- What you will do
a: List the processes in cancer for which the colorectal cancer thesis abstract calls the epithelial-mesenchymal transition critical.
b: Condense the paragraph of the colorectal cancer thesis abstract that begins "Colorectal cancer (CRC), characterised by tumours" into a bulleted list that keeps its main facts.
c: According to the colorectal cancer thesis abstract, why does the assay enrich the proteins by affinity capture before measuring them by mass spectrometry?
═══ Provided text
Measurement of uPAR and αvꞵ6 for early stage colorectal cancer diagnosis
thesisposted on 28.03.2022, 17:54 by Sachini Fonseka
Colorectal cancer (CRC), characterised by tumours of the colon, rectum and appendix, is the 3rd leading cause of cancer-related death worldwide. The survival rate is dependent on the time of diagnosis, with early-stage detection leading to curative surgical resection. Despite this, a lack of accurate, sensitive and specific tests means that only ~30% of cases are diagnosed early enough to be cured (i.e., American Joint Committee on Cancer Stages I & II). To address this unmet clinical need, this thesis addressed developing a mass spectrometry (MS)-based assay for the detection and quantification of early-stage blood-based biomarkers of CRC. Here, we have developed targeted assays for the potential cancer biomarkers urokinase plasminogen activator receptor (μPAR) and integrin αvꞵ6. A growing portfolio of evidence implicates both proteins as important regulators of the epithelial-mesenchymal transition (EMT), a mechanism known to be critical in cancer proliferation, progression, invasion and eventual metastasis. The biggest challenge in detection and quantification of these biomarkers in plasma is their relatively low abundance (low ng/mL) compared to more highly abundant homeostatic proteins (high mg/mL). To circumvent this challenge, we developed a two-step assay that captures the proteins by affinity-based enrichment prior to quantitation by targeted multiple reaction monitoring (MRM) MS. Initial studies were aimed at determining the specificities of a range of monoclonal antibodies for their intended target. Subsequent studies using a surrogate parallel reaction monitoring (PRM)-MS established optimal peptide transitions, as well as each assay’s limits of detection. Collectively, the amalgamation of these two components (with the use of labelled peptide standards) will result in highly sensitive, specific and reproducible assays to detect and quantify μPAR and αvꞵ6 in control and diseased patient plasma. Early stage diagnosis will shift the percentage of CRCs detected towards the localized tumour stages (I and II), with consequential increased patient survival.
══════
═══ Recorded information
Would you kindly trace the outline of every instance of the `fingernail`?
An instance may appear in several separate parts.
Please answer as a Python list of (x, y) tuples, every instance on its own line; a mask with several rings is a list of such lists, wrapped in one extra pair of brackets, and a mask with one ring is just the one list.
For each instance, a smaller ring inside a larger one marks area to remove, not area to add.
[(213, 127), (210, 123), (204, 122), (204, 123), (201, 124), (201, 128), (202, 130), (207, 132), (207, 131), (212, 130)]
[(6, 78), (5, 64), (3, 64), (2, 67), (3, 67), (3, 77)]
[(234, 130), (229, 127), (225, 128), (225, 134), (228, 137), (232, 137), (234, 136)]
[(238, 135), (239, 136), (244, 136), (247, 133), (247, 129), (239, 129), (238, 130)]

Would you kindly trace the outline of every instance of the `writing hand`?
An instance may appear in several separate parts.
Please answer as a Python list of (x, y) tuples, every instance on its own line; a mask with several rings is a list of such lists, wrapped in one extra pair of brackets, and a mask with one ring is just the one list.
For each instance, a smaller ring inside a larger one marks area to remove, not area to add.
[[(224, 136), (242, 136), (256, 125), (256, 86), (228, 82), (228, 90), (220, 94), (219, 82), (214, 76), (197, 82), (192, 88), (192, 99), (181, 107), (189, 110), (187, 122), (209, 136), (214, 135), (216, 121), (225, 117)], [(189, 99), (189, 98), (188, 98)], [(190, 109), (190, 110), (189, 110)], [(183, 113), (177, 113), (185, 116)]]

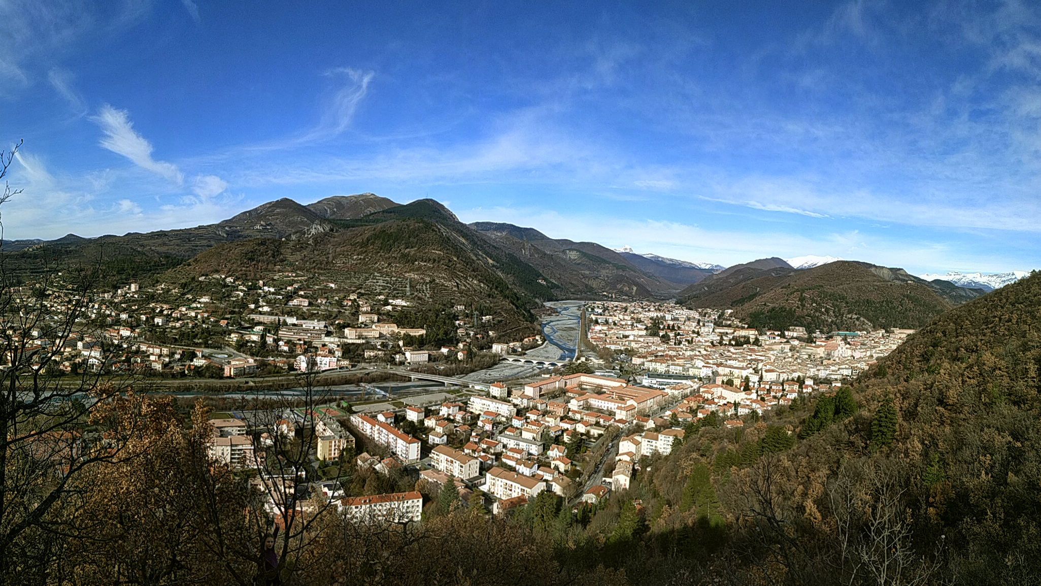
══════
- Answers by item
a:
- Proliferation
- Progression
- Invasion
- Eventual metastasis

b:
- Colorectal cancer (CRC) affects the colon, rectum and appendix and is the 3rd leading cause of cancer-related death worldwide.
- Survival depends on when the cancer is diagnosed, because early detection allows curative surgery.
- Without accurate, sensitive and specific tests, only about 30% of cases are caught early enough to be cured (Stages I and II).
- The thesis developed mass spectrometry-based assays for two potential blood-based biomarkers of early-stage CRC: μPAR and integrin αvꞵ6. Both are linked to the epithelial-mesenchymal transition, which drives cancer growth and spread.
- These proteins are present in plasma at low ng/mL levels, while common proteins reach high mg/mL levels. The assay therefore uses two steps: antibody-based enrichment, then quantitation by MRM mass spectrometry.
- The studies tested how specific monoclonal antibodies were for their targets. They then used PRM-MS to find the best peptide transitions and each assay's detection limits.
- With labeled peptide standards, the combined method should give sensitive, specific and reproducible assays for patient plasma, which would support earlier diagnosis and higher survival.

c: The target biomarkers μPAR and αvꞵ6 are present in plasma at relatively low levels (low ng/mL). More abundant homeostatic proteins occur at high mg/mL levels. Capturing the targets first by affinity-based enrichment gets around this challenge before quantitation by MRM mass spectrometry.